Text shown:

Purchase this article with an account.
L. Amini, T.T. Wu, C.T. Leffler, S.G. Schwartz; Ocular Disorders in Mentally Retarded Patients . Invest. Ophthalmol. Vis. Sci. 2003;44(13):791.
Download citation file:
© ARVO (1962-2015); The Authors (2016-present)
Purpose: To investigate the prevalence of ocular disorders in an adult population of mentally retarded patients. Methods: Through a retrospective chart review, we reviewed the prevalence of ocular disorders in 119 mentally retarded residents of Southern Virginia Treatment Center, examined in the Medical College of Virginia Hospitals (MCVH) Eye Clinic during 1999-2001. Results: Of the 119 patients examined, the mean age was 47, and 50% were female. Seventy-eight patients (66%) were black and 33 patients (28%) were white. Most of the patients had severe (24%) or profound (61%) mental retardation. Of the 119 patients, 100 (84%) had at least one ocular disorder. The most common ocular disorders were cataract (47%), strabismus (13%), rhegmatogenous retinal detachment (10%), open-angle glaucoma (10%), optic atrophy (10%), and corneal opacity (8%). When compared with prior studies (Aitchison, et.al., Journal of Mental Deficiency Research, 34:41-48, 1990; Jacobson, et.al, Acta Ophthalmologica, 66:457-462, 1988; Warburg, M., Acta Ophthalmologica Scandinavica, 79:450-454, 2001), the prevalence of ocular disorders (p=0.0001), cataracts (p<0.001), retinal detachment (p=0.0003), and glaucoma (p<0.0001) in this series is significantly higher. Conclusion: In our small, retrospective series, we report a relatively high prevalence of several vision-threatening, and treatable, ocular disorders. These entities may be under-recognized in the adult mentally retarded population, and screening ocular examinations may be indicated for these patients.

Task list:
[1] Repeat word for word the stretch of the abstract on ocular disorders from "Purchase this article" through "The Authors (2016-present)".
[2] Answer these questions using the abstract on ocular disorders:
(a) How many patients were examined?
(b) In which eye clinic were they examined?
(c) Which ocular disorder was most common, and at what percentage?
The rows that follow were taken from a separate source.

Records:
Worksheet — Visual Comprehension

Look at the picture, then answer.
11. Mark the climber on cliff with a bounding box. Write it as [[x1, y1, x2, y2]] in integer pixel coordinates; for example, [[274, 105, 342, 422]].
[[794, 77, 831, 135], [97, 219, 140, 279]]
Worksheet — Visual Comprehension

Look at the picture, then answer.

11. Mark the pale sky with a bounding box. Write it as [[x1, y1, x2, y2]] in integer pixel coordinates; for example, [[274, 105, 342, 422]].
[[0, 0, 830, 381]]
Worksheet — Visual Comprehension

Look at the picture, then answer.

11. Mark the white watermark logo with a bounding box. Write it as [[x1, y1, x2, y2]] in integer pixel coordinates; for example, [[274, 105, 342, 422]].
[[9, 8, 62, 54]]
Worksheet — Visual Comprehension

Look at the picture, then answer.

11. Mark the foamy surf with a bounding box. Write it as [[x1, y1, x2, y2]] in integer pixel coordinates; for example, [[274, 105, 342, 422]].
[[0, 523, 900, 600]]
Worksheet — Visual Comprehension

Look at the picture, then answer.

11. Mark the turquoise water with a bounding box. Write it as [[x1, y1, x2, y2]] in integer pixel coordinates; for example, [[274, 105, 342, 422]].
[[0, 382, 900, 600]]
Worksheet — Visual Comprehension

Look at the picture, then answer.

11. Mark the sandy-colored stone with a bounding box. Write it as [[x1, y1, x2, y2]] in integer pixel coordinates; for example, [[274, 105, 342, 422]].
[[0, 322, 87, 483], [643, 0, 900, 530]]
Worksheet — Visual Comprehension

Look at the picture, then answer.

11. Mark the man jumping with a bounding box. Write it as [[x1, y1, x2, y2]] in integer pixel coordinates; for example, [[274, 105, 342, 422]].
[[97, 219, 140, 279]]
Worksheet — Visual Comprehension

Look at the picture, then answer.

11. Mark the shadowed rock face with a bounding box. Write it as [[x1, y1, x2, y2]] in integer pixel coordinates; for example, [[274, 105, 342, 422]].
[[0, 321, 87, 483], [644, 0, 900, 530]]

Answers to the exercises:
[1]
Purchase this article with an account.
L. Amini, T.T. Wu, C.T. Leffler, S.G. Schwartz; Ocular Disorders in Mentally Retarded Patients . Invest. Ophthalmol. Vis. Sci. 2003;44(13):791.
Download citation file:
© ARVO (1962-2015); The Authors (2016-present)

[2]
(a) 119
(b) The Medical College of Virginia Hospitals (MCVH) Eye Clinic
(c) Cataract, at 47%